Document:
Search code examples
sqlgoogle-bigquerymacrosdbt

dbt macro: How to join tables on multiple columns in a loop


I'm writing a dbt model to join two tables on multiple columns, compiled to something like this:

SELECT 
  A.col1,
  A.col2,
  A.col3,
FROM
   A
LEFT JOIN
   B
ON
   (A.col1 = B.col1 OR (IS_NAN(A.col1) AND IS_NAN(B.col1))
   AND (A.col2 = B.col2 OR (IS_NAN(A.col2) AND IS_NAN(B.col2))
   AND (A.col3 = B.col3 OR (IS_NAN(A.col3) AND IS_NAN(B.col3))

and this logic will be applied to many table pairs, so I need a macro. The joining logic is the same on all columns, so a loop over columns in the ON clause would be perfect, like this

SELECT 
  {% for col in all_cols %}
    A.{{ col }},
  {% endfor %}
FROM
   A
LEFT JOIN
   B
ON
    {% for col in all_cols %}
        (A.{{col}} = B.{{col}} OR (IS_NAN(A.{{col}}) AND IS_NAN(B.{{col}})),
       <-- What to put here for AND the next condition???
    {% endfor %}

How can I concatenate the conditions in ON clause with AND when iterating over columns?


Solution

  • The cute way (add a predicate that is always true, so you can start every statement with AND):

    SELECT 
      {% for col in all_cols %}
        A.{{ col }},
      {% endfor %}
    FROM
       A
    LEFT JOIN
       B
    ON
        1=1
        {% for col in all_cols %}
            AND (A.{{col}} = B.{{col}} OR (IS_NAN(A.{{col}}) AND IS_NAN(B.{{col}})))
        {% endfor %}
    

    The less-cute way, using loop.first (loop is a variable set by jinja inside a for loop that has some handy properties. loop.first and loop.last are especially useful):

    SELECT 
      {% for col in all_cols %}
        A.{{ col }},
      {% endfor %}
    FROM
       A
    LEFT JOIN
       B
    ON
        {% for col in all_cols %}
            {% if not loop.first %}AND{% endif %} (A.{{col}} = B.{{col}} OR (IS_NAN(A.{{col}}) AND IS_NAN(B.{{col}})))
        {% endfor %}

The input:
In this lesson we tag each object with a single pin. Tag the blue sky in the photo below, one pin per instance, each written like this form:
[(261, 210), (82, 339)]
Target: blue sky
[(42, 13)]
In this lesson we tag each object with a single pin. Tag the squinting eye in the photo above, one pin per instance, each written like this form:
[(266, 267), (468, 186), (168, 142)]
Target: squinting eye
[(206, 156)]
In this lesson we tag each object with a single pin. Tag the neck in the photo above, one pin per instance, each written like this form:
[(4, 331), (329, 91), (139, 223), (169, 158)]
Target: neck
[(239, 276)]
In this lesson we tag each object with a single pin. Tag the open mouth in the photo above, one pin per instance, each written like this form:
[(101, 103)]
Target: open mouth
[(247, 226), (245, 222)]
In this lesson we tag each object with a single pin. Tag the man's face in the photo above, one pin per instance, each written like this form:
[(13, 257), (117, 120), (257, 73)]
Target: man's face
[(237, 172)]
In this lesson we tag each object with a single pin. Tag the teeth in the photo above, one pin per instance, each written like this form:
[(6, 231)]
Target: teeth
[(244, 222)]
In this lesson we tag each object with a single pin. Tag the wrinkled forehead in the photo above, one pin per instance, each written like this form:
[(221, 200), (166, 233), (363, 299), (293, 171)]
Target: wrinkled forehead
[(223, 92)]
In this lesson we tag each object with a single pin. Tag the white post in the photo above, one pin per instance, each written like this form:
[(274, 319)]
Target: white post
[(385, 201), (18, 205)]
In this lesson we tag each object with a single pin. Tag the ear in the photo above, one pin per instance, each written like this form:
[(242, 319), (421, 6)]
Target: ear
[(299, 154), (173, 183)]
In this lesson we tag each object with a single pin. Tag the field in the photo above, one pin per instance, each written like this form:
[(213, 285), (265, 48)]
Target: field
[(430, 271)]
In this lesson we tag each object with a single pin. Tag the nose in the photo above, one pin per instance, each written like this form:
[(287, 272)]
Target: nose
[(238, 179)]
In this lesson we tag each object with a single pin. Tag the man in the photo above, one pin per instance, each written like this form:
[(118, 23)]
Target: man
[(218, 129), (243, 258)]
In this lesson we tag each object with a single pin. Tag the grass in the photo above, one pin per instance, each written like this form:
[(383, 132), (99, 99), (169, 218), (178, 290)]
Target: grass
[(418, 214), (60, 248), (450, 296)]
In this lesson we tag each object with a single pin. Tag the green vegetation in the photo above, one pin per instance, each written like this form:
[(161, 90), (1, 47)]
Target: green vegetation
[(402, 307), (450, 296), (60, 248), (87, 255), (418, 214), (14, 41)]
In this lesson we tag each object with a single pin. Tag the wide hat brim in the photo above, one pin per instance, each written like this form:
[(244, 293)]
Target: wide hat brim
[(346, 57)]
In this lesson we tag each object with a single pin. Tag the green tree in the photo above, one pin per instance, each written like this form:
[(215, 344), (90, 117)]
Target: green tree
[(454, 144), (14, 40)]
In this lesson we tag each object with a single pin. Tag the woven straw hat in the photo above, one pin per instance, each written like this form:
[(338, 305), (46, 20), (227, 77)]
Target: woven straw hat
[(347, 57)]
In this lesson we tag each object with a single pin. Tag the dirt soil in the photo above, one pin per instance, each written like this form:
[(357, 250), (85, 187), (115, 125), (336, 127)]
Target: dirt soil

Actions to take:
1/ Can you reproduce the stretch of the dbt macro thread from "I'm writing a" through "(IS_NAN(A.col3) AND IS_NAN(B.col3))", word for word?
2/ Would you write out, unchanged and with nothing else, the stretch of the listing from the line containing "Tag the neck" through the line containing "[(239, 276)]"?

Answers to the exercises:
1/
I'm writing a dbt model to join two tables on multiple columns, compiled to something like this:

SELECT 
  A.col1,
  A.col2,
  A.col3,
FROM
   A
LEFT JOIN
   B
ON
   (A.col1 = B.col1 OR (IS_NAN(A.col1) AND IS_NAN(B.col1))
   AND (A.col2 = B.col2 OR (IS_NAN(A.col2) AND IS_NAN(B.col2))
   AND (A.col3 = B.col3 OR (IS_NAN(A.col3) AND IS_NAN(B.col3))

2/
In this lesson we tag each object with a single pin. Tag the neck in the photo above, one pin per instance, each written like this form:
[(4, 331), (329, 91), (139, 223), (169, 158)]
Target: neck
[(239, 276)]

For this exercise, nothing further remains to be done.